- Task details
Reproduce the listing in full, substituting "marker" for every occurrence of "keypoint" and keeping everything else the same.

(begin)

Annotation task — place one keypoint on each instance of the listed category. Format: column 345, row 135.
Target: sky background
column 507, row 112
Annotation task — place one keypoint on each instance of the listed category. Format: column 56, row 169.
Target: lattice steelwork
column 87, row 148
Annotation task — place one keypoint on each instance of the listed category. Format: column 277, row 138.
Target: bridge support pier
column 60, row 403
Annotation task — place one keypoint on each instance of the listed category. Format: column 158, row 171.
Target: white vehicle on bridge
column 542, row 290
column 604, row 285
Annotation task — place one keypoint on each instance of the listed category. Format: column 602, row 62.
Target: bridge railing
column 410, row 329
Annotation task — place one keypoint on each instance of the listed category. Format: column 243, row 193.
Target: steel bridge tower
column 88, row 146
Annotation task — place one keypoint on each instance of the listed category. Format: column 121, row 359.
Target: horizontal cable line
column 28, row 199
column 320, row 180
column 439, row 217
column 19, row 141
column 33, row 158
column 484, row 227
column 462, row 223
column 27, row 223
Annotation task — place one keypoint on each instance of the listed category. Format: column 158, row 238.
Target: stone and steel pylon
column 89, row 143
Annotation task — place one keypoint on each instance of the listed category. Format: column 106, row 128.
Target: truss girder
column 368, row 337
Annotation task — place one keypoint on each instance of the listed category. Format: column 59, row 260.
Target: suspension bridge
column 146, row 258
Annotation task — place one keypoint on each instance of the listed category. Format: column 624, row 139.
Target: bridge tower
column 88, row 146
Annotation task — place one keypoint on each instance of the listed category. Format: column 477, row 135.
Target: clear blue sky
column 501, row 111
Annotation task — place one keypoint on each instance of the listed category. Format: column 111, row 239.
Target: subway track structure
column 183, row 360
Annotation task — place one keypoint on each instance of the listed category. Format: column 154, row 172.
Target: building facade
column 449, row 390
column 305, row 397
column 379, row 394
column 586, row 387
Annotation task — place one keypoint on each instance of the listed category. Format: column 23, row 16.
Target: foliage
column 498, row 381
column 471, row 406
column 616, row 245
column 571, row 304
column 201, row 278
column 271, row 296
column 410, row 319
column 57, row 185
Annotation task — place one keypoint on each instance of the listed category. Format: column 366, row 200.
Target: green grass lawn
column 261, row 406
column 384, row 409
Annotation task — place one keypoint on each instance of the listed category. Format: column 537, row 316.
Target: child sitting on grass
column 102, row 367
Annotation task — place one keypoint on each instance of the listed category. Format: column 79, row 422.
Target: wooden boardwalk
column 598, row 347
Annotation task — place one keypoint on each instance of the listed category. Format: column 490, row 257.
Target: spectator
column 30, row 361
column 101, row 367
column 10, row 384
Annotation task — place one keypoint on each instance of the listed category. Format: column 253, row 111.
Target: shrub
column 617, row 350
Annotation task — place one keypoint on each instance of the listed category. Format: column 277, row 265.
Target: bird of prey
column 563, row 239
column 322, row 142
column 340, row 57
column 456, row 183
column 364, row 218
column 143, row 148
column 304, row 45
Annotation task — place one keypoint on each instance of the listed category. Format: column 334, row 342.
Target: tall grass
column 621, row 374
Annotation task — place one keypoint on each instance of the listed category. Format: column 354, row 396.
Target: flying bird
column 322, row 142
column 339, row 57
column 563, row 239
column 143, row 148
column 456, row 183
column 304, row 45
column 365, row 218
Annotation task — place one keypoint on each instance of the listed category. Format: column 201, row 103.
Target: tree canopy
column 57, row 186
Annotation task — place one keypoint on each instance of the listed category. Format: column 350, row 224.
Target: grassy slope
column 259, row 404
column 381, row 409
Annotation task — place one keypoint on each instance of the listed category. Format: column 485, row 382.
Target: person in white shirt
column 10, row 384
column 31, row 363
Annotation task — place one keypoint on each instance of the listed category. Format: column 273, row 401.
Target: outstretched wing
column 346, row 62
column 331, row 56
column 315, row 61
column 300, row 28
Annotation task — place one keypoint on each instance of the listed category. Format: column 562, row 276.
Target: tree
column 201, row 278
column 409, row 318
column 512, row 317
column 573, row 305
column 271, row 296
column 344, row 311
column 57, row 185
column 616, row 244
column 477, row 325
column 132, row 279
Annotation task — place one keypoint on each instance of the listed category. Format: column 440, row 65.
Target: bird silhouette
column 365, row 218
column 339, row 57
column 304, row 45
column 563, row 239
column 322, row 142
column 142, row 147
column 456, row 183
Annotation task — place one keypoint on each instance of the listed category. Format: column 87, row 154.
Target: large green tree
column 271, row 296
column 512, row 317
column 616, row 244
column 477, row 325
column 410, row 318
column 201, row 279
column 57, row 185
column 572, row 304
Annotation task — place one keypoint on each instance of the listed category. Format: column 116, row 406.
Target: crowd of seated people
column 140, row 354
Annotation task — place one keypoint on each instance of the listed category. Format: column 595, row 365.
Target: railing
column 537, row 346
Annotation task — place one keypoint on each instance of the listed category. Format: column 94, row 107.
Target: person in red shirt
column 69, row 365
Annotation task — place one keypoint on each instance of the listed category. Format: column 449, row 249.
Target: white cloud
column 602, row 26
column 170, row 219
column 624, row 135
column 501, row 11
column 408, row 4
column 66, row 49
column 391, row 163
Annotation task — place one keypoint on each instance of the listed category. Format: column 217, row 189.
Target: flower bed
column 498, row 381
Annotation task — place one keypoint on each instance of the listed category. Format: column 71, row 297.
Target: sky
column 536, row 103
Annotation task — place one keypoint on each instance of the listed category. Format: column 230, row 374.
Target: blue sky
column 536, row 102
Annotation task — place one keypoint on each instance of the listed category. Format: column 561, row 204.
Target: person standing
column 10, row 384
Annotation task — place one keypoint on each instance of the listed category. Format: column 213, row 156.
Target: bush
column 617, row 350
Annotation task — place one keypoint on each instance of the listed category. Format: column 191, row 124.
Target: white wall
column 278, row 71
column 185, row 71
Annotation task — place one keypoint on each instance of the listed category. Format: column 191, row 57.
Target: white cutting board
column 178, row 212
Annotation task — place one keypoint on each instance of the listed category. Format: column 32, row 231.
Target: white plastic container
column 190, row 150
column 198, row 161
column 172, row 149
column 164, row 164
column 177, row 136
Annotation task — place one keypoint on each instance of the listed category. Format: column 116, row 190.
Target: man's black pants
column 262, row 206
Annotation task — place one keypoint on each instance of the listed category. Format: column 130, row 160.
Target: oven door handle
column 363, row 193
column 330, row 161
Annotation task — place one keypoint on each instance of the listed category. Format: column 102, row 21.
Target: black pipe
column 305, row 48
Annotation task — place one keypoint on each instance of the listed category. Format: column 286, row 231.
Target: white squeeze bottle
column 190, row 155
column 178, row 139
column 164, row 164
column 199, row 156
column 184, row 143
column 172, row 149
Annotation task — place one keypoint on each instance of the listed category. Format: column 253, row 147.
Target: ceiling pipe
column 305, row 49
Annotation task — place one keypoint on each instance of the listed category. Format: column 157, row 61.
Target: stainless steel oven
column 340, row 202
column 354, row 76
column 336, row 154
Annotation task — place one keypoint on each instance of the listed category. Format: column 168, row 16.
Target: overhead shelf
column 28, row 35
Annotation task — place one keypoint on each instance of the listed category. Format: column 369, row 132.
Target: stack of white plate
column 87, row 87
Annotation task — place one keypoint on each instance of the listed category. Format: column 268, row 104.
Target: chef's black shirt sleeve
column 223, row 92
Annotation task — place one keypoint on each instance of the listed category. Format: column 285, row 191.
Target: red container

(end)

- Worked answer
Annotation task — place one marker on each instance of the listed category. Format: column 345, row 135.
Target: sky background
column 507, row 112
Annotation task — place one marker on each instance of the listed category. Format: column 56, row 169.
Target: lattice steelwork
column 87, row 148
Annotation task — place one marker on each instance of the listed category. Format: column 277, row 138.
Target: bridge support pier
column 60, row 403
Annotation task — place one marker on each instance of the listed category. Format: column 158, row 171.
Target: white vehicle on bridge
column 542, row 290
column 604, row 285
Annotation task — place one marker on each instance of the listed category. Format: column 602, row 62.
Target: bridge railing
column 410, row 329
Annotation task — place one marker on each instance of the listed category. Format: column 243, row 193.
Target: steel bridge tower
column 88, row 146
Annotation task — place one marker on each instance of the listed category. Format: column 121, row 359.
Target: horizontal cable line
column 28, row 199
column 320, row 180
column 439, row 217
column 19, row 141
column 33, row 158
column 484, row 227
column 462, row 223
column 27, row 223
Annotation task — place one marker on each instance of the listed category. Format: column 158, row 238.
Target: stone and steel pylon
column 89, row 143
Annotation task — place one marker on each instance of the listed category. Format: column 106, row 128.
Target: truss girder
column 368, row 337
Annotation task — place one marker on each instance of the listed category. Format: column 59, row 260.
Target: suspension bridge
column 146, row 258
Annotation task — place one marker on each instance of the listed category. Format: column 624, row 139.
Target: bridge tower
column 88, row 146
Annotation task — place one marker on each instance of the listed category. Format: column 477, row 135.
Target: clear blue sky
column 501, row 111
Annotation task — place one marker on each instance of the listed category. Format: column 111, row 239.
Target: subway track structure
column 183, row 360
Annotation task — place one marker on each instance of the listed category. Format: column 154, row 172.
Target: building facade
column 449, row 390
column 305, row 397
column 379, row 394
column 586, row 387
Annotation task — place one marker on each instance of the listed category. Format: column 23, row 16.
Target: foliage
column 498, row 381
column 471, row 406
column 616, row 245
column 571, row 304
column 201, row 278
column 271, row 296
column 410, row 319
column 57, row 185
Annotation task — place one marker on each instance of the listed category. Format: column 366, row 200.
Target: green grass lawn
column 261, row 406
column 384, row 409
Annotation task — place one marker on each instance of the listed category. Format: column 537, row 316.
Target: child sitting on grass
column 102, row 367
Annotation task — place one marker on each instance of the listed category. Format: column 79, row 422.
Target: wooden boardwalk
column 598, row 347
Annotation task — place one marker on each instance of the listed category. Format: column 490, row 257.
Target: spectator
column 30, row 361
column 101, row 367
column 10, row 384
Annotation task — place one marker on each instance of the listed category. Format: column 253, row 111.
Target: shrub
column 617, row 350
Annotation task — place one marker on each instance of the listed category. Format: column 277, row 265.
Target: bird of prey
column 563, row 239
column 322, row 142
column 340, row 57
column 456, row 183
column 364, row 218
column 143, row 148
column 304, row 45
Annotation task — place one marker on each instance of the listed category. Format: column 334, row 342.
Target: tall grass
column 621, row 374
Annotation task — place one marker on each instance of the listed category. Format: column 354, row 396.
Target: flying bird
column 322, row 142
column 339, row 57
column 563, row 239
column 143, row 148
column 456, row 183
column 304, row 45
column 365, row 218
Annotation task — place one marker on each instance of the listed category. Format: column 201, row 103.
Target: tree canopy
column 57, row 186
Annotation task — place one marker on each instance of the listed category. Format: column 350, row 224.
Target: grassy slope
column 259, row 404
column 381, row 409
Annotation task — place one marker on each instance of the listed category. Format: column 485, row 382.
Target: person in white shirt
column 10, row 384
column 31, row 363
Annotation task — place one marker on each instance of the listed category. Format: column 273, row 401.
Target: outstretched wing
column 346, row 62
column 331, row 56
column 315, row 61
column 300, row 28
Annotation task — place one marker on each instance of the listed category. Format: column 562, row 276.
Target: tree
column 201, row 278
column 409, row 318
column 512, row 317
column 573, row 305
column 271, row 296
column 344, row 311
column 57, row 185
column 616, row 244
column 477, row 325
column 132, row 279
Annotation task — place one marker on each instance of the listed category. Format: column 440, row 65.
Target: bird silhouette
column 365, row 218
column 339, row 57
column 304, row 45
column 563, row 239
column 322, row 142
column 142, row 147
column 456, row 183
Annotation task — place one marker on each instance of the listed category. Format: column 87, row 154.
Target: large green tree
column 271, row 296
column 512, row 317
column 616, row 244
column 477, row 325
column 410, row 318
column 201, row 279
column 57, row 185
column 572, row 304
Annotation task — place one marker on each instance of the listed category. Format: column 116, row 406.
Target: crowd of seated people
column 140, row 354
Annotation task — place one marker on each instance of the listed category. Format: column 595, row 365.
Target: railing
column 537, row 346
Annotation task — place one marker on each instance of the listed category. Format: column 94, row 107.
Target: person in red shirt
column 69, row 365
Annotation task — place one marker on each instance of the listed category. Format: column 449, row 249.
Target: white cloud
column 602, row 26
column 170, row 219
column 624, row 135
column 501, row 11
column 408, row 4
column 66, row 49
column 391, row 163
Annotation task — place one marker on each instance of the listed category. Format: column 217, row 189.
Target: flower bed
column 498, row 381
Annotation task — place one marker on each instance of the listed category. Format: column 71, row 297.
Target: sky
column 536, row 103
Annotation task — place one marker on each instance of the listed category. Format: column 230, row 374.
Target: blue sky
column 536, row 102
Annotation task — place one marker on each instance of the listed category. Format: column 561, row 204.
Target: person standing
column 10, row 384
Annotation task — place one marker on each instance of the listed category. Format: column 213, row 156.
Target: bush
column 617, row 350
Annotation task — place one marker on each instance of the listed category. Format: column 191, row 124.
Target: white wall
column 278, row 71
column 185, row 71
Annotation task — place one marker on each instance of the listed category. Format: column 191, row 57.
Target: white cutting board
column 178, row 212
Annotation task — place one marker on each instance of the listed category. Format: column 32, row 231.
Target: white plastic container
column 190, row 150
column 198, row 161
column 172, row 149
column 164, row 164
column 177, row 136
Annotation task — place one marker on each instance of the listed category. Format: column 116, row 190.
Target: man's black pants
column 262, row 206
Annotation task — place one marker on each instance of the listed category. Format: column 130, row 160.
Target: oven door handle
column 363, row 193
column 330, row 161
Annotation task — place one marker on each instance of the listed category. Format: column 102, row 21.
Target: black pipe
column 305, row 48
Annotation task — place one marker on each instance of the listed category. Format: column 286, row 231.
Target: white squeeze bottle
column 190, row 155
column 178, row 139
column 164, row 164
column 199, row 156
column 184, row 143
column 172, row 149
Annotation task — place one marker on each instance of the listed category. Format: column 253, row 147.
Target: ceiling pipe
column 305, row 49
Annotation task — place one marker on each instance of the listed category. Format: column 157, row 61.
Target: stainless steel oven
column 340, row 202
column 354, row 76
column 336, row 154
Annotation task — place one marker on each instance of the listed category. Format: column 168, row 16.
Target: overhead shelf
column 28, row 35
Annotation task — place one marker on each instance of the listed category. Format: column 369, row 132.
Target: stack of white plate
column 87, row 87
Annotation task — place one marker on each instance of the listed category. Format: column 268, row 104.
Target: chef's black shirt sleeve
column 223, row 92
Annotation task — place one marker on each instance of the listed category. Format: column 285, row 191.
Target: red container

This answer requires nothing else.